Excerpt:
**********
Hi, we are back. She got the fourth in puppy bitch and third place in junior bitch ( both are the last place:001_tt2 She was the most bouncy one in the ring and no good stand at all.:001_unsure:The judge kindly said that I need to practice the show skills  . Seven enjoyed the day as she smelled a lot dog butts and was petted by many people. People are really nice there. One lovely lady gave me the details of a local ringcraft class. All in all it was a nice day.


----------



## 7Eleven (Aug 13, 2013)

Hi, we are back. How is your day? We went to ring 4, then I just realised that I can not ask random people if they are Kicksforkills  A lovely lady give me the details of a local ringcraft class, so I can save some travel. Thanks again, wish you the best.


----------



## Emmastace (Feb 11, 2011)

Very well done for your first show and you sound like you really enjoyed it which is 90% of the battle. Try to get to ringcraft regularly. Not only will you be shown what to do but Seven will get used to her 'job' and will learn that as soon as she is in show mode what is expected of her and she will become less bouncy. The people at ringcraft should be able to help you both with practlcalities of showing and the etiquette (quite a lot of show people can get upset at their dogs bottoms being sniffed and will lose patience if they see you a few times and your dog is still doing it and NEVER let your dog do it to the dog in front in the ring). In the ring you should aim for Seven to be 100% concentrating on you and her job, she needs to completely ignore the fact that there are other dogs there. All of this takes time and experience and you will get that quickest and easiest at ringcraft.


----------



## 7Eleven (Aug 13, 2013)

Oops, did not know about the butt sniffing thing, thanks very much. We are going to the ringcraft class on next Monday


----------



## Ceiling Kitty (Mar 7, 2010)
**********
Problem set:
1. Say whether each statement agrees with the dog show thread, answering yes or no and quoting the deciding words: (a) Seven placed third in junior bitch. (b) Seven stood well in the ring. (c) The poster plans to attend a ringcraft class next Monday.
2. Transcribe the stretch of the dog show thread from "Very well done" through "easiest at ringcraft.".
Rely on the dog show thread alone when answering.

Entries from an annotation dataset
**********
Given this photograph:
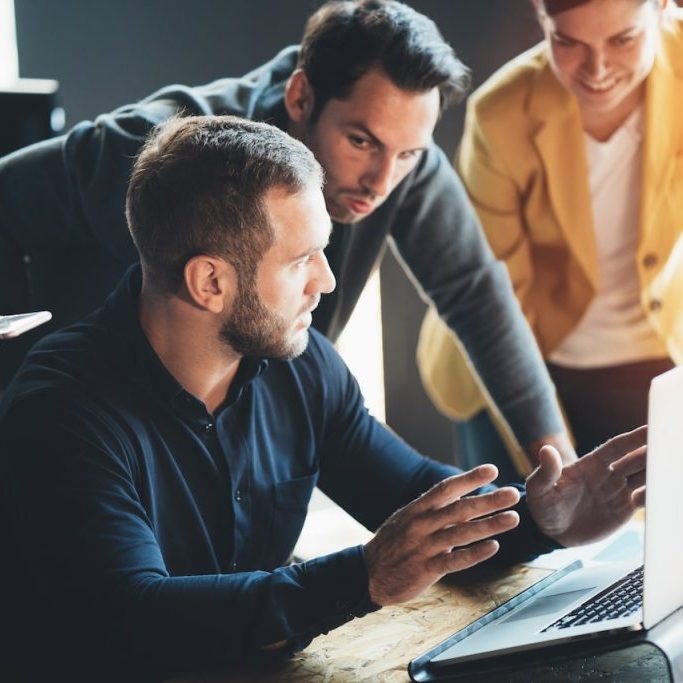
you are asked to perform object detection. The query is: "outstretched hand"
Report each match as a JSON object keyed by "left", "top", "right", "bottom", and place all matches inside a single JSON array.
[
  {"left": 365, "top": 465, "right": 519, "bottom": 605},
  {"left": 526, "top": 427, "right": 647, "bottom": 546}
]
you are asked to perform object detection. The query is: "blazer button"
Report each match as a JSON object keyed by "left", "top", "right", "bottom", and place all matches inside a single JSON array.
[{"left": 643, "top": 253, "right": 659, "bottom": 268}]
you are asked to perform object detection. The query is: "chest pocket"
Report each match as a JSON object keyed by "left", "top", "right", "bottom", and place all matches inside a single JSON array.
[{"left": 266, "top": 471, "right": 318, "bottom": 568}]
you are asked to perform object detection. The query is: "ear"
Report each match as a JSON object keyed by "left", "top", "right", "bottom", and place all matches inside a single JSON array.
[
  {"left": 183, "top": 254, "right": 237, "bottom": 314},
  {"left": 285, "top": 69, "right": 315, "bottom": 124}
]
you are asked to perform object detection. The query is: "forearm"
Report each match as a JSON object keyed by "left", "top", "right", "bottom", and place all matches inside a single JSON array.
[{"left": 112, "top": 546, "right": 375, "bottom": 669}]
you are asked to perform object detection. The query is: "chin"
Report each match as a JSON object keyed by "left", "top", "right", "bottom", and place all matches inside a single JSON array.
[
  {"left": 278, "top": 330, "right": 308, "bottom": 360},
  {"left": 326, "top": 199, "right": 368, "bottom": 224}
]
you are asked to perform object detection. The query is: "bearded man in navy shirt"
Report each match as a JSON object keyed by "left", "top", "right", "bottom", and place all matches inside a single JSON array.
[{"left": 0, "top": 116, "right": 645, "bottom": 681}]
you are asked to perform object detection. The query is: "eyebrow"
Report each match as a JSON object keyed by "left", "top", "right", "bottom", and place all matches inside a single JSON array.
[
  {"left": 348, "top": 122, "right": 429, "bottom": 152},
  {"left": 553, "top": 26, "right": 638, "bottom": 45},
  {"left": 287, "top": 221, "right": 332, "bottom": 263}
]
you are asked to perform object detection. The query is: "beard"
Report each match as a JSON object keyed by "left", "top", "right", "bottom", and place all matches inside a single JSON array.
[{"left": 219, "top": 286, "right": 308, "bottom": 360}]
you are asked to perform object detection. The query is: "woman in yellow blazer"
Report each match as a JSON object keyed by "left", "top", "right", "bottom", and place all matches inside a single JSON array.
[{"left": 418, "top": 0, "right": 683, "bottom": 472}]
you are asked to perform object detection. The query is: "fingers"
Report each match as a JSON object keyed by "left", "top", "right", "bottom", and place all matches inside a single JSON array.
[
  {"left": 429, "top": 510, "right": 519, "bottom": 553},
  {"left": 609, "top": 446, "right": 647, "bottom": 477},
  {"left": 412, "top": 465, "right": 498, "bottom": 513},
  {"left": 600, "top": 446, "right": 647, "bottom": 500},
  {"left": 588, "top": 425, "right": 647, "bottom": 462},
  {"left": 422, "top": 486, "right": 519, "bottom": 533},
  {"left": 631, "top": 486, "right": 645, "bottom": 508},
  {"left": 526, "top": 445, "right": 562, "bottom": 496},
  {"left": 433, "top": 539, "right": 500, "bottom": 576}
]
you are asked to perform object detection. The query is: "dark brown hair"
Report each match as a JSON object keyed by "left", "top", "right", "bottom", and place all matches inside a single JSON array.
[
  {"left": 126, "top": 116, "right": 323, "bottom": 293},
  {"left": 298, "top": 0, "right": 470, "bottom": 120}
]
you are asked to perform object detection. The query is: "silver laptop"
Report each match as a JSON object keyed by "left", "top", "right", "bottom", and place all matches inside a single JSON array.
[
  {"left": 428, "top": 367, "right": 683, "bottom": 668},
  {"left": 0, "top": 311, "right": 52, "bottom": 339}
]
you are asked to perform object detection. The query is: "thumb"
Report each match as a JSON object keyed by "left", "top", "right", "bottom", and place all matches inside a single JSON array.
[{"left": 526, "top": 444, "right": 562, "bottom": 496}]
**********
Responses for each task:
1.
(a) Yes: "third place in junior bitch"
(b) No: "She was the most bouncy one in the ring and no good stand at all."
(c) Yes: "We are going to the ringcraft class on next Monday"

2.
Very well done for your first show and you sound like you really enjoyed it which is 90% of the battle. Try to get to ringcraft regularly. Not only will you be shown what to do but Seven will get used to her 'job' and will learn that as soon as she is in show mode what is expected of her and she will become less bouncy. The people at ringcraft should be able to help you both with practlcalities of showing and the etiquette (quite a lot of show people can get upset at their dogs bottoms being sniffed and will lose patience if they see you a few times and your dog is still doing it and NEVER let your dog do it to the dog in front in the ring). In the ring you should aim for Seven to be 100% concentrating on you and her job, she needs to completely ignore the fact that there are other dogs there. All of this takes time and experience and you will get that quickest and easiest at ringcraft.